(Records from a data collection)
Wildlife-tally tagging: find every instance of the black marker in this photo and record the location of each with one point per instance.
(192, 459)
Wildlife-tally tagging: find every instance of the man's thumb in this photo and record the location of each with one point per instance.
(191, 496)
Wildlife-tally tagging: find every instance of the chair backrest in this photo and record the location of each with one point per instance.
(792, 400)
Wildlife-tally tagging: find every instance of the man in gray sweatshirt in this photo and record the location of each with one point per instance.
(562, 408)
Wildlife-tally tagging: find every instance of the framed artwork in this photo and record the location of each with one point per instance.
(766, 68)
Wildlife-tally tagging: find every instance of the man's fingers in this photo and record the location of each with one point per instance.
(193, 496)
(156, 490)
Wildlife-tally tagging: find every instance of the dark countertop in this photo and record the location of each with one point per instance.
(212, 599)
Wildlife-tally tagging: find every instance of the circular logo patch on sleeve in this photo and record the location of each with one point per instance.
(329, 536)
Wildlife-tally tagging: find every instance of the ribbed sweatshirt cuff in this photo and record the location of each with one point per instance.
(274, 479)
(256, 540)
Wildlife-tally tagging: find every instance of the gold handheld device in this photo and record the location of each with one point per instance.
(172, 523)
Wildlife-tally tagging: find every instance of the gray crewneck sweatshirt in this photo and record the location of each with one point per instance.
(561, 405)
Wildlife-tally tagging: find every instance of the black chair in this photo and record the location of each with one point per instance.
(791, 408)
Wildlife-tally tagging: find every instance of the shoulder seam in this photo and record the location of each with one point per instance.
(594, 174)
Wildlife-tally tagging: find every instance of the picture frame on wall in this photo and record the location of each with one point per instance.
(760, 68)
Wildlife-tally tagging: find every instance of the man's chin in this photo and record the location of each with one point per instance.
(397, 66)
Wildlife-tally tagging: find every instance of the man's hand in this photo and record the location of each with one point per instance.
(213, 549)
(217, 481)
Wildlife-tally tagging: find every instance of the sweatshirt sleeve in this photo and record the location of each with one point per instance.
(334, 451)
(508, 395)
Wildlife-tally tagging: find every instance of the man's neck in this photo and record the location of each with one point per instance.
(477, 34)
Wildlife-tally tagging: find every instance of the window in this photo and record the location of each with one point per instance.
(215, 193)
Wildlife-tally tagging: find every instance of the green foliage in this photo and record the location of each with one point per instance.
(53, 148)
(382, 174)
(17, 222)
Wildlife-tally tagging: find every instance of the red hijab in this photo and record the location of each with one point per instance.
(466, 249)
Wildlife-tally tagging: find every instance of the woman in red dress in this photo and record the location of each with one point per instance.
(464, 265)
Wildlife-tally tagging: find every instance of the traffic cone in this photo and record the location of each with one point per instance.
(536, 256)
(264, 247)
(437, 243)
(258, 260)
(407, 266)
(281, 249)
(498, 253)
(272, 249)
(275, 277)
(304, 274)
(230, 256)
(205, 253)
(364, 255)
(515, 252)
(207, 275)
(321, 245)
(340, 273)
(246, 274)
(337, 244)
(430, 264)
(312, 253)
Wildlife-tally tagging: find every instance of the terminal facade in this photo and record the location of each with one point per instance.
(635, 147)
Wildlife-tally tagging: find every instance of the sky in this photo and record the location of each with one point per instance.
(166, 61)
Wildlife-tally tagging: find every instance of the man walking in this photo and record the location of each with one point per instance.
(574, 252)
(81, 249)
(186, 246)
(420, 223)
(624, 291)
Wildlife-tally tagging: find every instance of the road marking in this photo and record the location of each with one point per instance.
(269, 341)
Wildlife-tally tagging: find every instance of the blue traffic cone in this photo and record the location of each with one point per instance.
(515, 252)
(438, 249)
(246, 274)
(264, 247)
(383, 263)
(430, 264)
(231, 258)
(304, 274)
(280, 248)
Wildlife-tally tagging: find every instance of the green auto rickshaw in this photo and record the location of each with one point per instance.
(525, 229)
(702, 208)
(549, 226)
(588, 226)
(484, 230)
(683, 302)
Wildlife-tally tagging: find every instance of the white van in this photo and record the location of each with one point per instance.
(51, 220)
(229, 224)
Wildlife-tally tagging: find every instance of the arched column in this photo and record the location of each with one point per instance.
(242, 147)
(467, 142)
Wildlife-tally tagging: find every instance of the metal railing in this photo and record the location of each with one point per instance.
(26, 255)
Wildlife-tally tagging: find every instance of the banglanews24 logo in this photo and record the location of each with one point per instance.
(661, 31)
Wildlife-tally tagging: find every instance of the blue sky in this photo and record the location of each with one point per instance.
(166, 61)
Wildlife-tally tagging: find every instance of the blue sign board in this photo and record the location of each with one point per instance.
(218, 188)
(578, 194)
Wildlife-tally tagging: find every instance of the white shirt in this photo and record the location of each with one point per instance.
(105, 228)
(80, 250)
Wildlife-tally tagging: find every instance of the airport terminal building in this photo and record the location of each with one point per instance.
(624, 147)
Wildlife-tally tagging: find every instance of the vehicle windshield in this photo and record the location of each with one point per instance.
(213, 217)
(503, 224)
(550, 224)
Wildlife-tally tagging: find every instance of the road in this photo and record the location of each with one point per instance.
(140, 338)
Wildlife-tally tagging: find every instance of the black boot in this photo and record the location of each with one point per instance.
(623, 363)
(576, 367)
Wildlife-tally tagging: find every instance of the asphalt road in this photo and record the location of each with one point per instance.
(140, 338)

__The problem__: Restate the data above exactly, keeping each word as it stands.

__In response__:
Wildlife-tally tagging: find every instance of the black marker in this photo and record the location of each with one point per instance.
(192, 459)
Wildlife-tally tagging: find every instance of the man's thumb in this photo and record the location of each with one point per instance.
(191, 496)
Wildlife-tally tagging: find every instance of the chair backrest in this photo and record the location of each with one point per instance.
(792, 400)
Wildlife-tally tagging: find every instance of the man in gray sweatshirt in this photo and record the location of each with one point per instance.
(562, 408)
Wildlife-tally tagging: find every instance of the framed artwork in this photo and record the location of each with one point per instance.
(766, 68)
Wildlife-tally tagging: find every instance of the man's fingers in this photo and record the location of each with one point per instance.
(193, 496)
(156, 490)
Wildlife-tally tagging: find every instance of the dark countertop in this photo and record the location of each with one point per instance.
(212, 599)
Wildlife-tally tagging: find every instance of the circular logo patch on sleeve in this photo and record the location of each with one point per instance.
(329, 536)
Wildlife-tally tagging: find every instance of the ribbed sweatshirt cuff in this photo and record the location of each with one point per instance.
(274, 479)
(256, 540)
Wildlife-tally tagging: find every instance of the gold handheld device in this photo and record the location of each with one point per instance.
(172, 523)
Wildlife-tally tagging: find every instance of the gray crewneck sweatshirt in this photo and record the location of each with one point per instance.
(561, 405)
Wildlife-tally tagging: find every instance of the black chair in this photo and record the location of each with one point per instance.
(791, 408)
Wildlife-tally tagging: find every instance of the shoulder seam in this photo and record the location of each with one point per instance.
(594, 174)
Wildlife-tally tagging: find every instance of the picture frame on wall in this photo and record the location of each with one point per instance.
(760, 68)
Wildlife-tally tagging: find every instance of the man's chin in this photo and record the location of each with one point per instance.
(397, 66)
Wildlife-tally tagging: find every instance of the man's hand in this photo and record the location of each with one point per instance.
(213, 549)
(217, 481)
Wildlife-tally tagging: find every instance of the sweatshirt sleeve in this photo and record the location of each with one point per instance.
(334, 451)
(508, 395)
Wildlife-tally tagging: find every instance of the man's neck in this photo and record the location of each with one point per instance.
(477, 34)
Wildlife-tally tagging: find every instance of the window in this photo and record the location of each with one point per instance.
(215, 193)
Wildlife-tally tagging: find every instance of the green foliage in this photo and record the location of each with one point per instance.
(53, 148)
(382, 174)
(17, 222)
Wildlife-tally tagging: find every instance of the red hijab in this photo and record the location of each with one point per instance.
(466, 249)
Wildlife-tally tagging: find every instance of the woman in red dress in this photo and record the location of each with one point per instance.
(464, 265)
Wildlife-tally tagging: find every instance of the traffic cone in this photo and record the location of each with one point per instance.
(536, 256)
(264, 247)
(437, 243)
(258, 260)
(407, 266)
(281, 249)
(498, 253)
(272, 249)
(275, 277)
(304, 274)
(230, 256)
(205, 253)
(364, 255)
(515, 252)
(207, 275)
(321, 245)
(340, 273)
(246, 274)
(337, 244)
(430, 264)
(312, 253)
Wildlife-tally tagging: find every instance of the terminal facade in this photo and record the location of each with one point per instance.
(635, 147)
Wildlife-tally tagging: find every instance of the sky in this photo and record the location of each with one point per instance.
(166, 61)
Wildlife-tally tagging: find every instance of the man walking in this photo and record the location of each with one point per instance.
(574, 252)
(81, 249)
(186, 246)
(420, 223)
(624, 291)
Wildlife-tally tagging: find every instance of the road marking in this photo and record the location of each with one point per instance.
(269, 341)
Wildlife-tally tagging: find every instance of the blue traffic cone in this photo and record the location of each with one point per instance.
(515, 252)
(438, 249)
(246, 274)
(264, 247)
(383, 263)
(430, 264)
(231, 258)
(304, 274)
(280, 248)
Wildlife-tally tagging: find every instance of the green auto rickshaw in this photo and record the location of each with one point per instance.
(525, 229)
(702, 208)
(549, 226)
(588, 226)
(484, 230)
(683, 302)
Wildlife-tally tagging: find every instance of the white van in this photo and record the location of each with one point per instance.
(51, 220)
(229, 224)
Wildlife-tally tagging: find every instance of the arched column in this photo and record the location of each with one point per instance.
(242, 147)
(467, 142)
Wildlife-tally tagging: find every instance of the metal railing in this photo and record the location of each with one point per instance.
(26, 255)
Wildlife-tally tagging: find every instance of the banglanews24 logo in this photo and record the location of each with one point per instance.
(661, 31)
Wildlife-tally tagging: find every instance of the blue sky in this photo and record the location of each with one point per instance.
(166, 61)
Wildlife-tally tagging: find every instance of the blue sign board in this photo and record the location of each with one point per instance.
(218, 188)
(578, 194)
Wildlife-tally tagging: find every instance of the white shirt in this photo and record the location of each with one point per instance.
(105, 228)
(80, 250)
Wildlife-tally tagging: find every instance of the airport terminal building in this photo and record the location of each with one point per instance.
(624, 147)
Wildlife-tally tagging: find every instance of the vehicle windshield in this photo and record the location of each with one point per instance.
(213, 217)
(503, 224)
(550, 224)
Wildlife-tally tagging: find every instance of the road in this photo and record the location of each with one point per instance.
(140, 338)
Wildlife-tally tagging: find every instance of the black boot in this photo and record the location of each with one point per instance.
(623, 363)
(576, 367)
Wildlife-tally tagging: find every instance of the asphalt road in this photo and record the location of each with one point per instance.
(140, 338)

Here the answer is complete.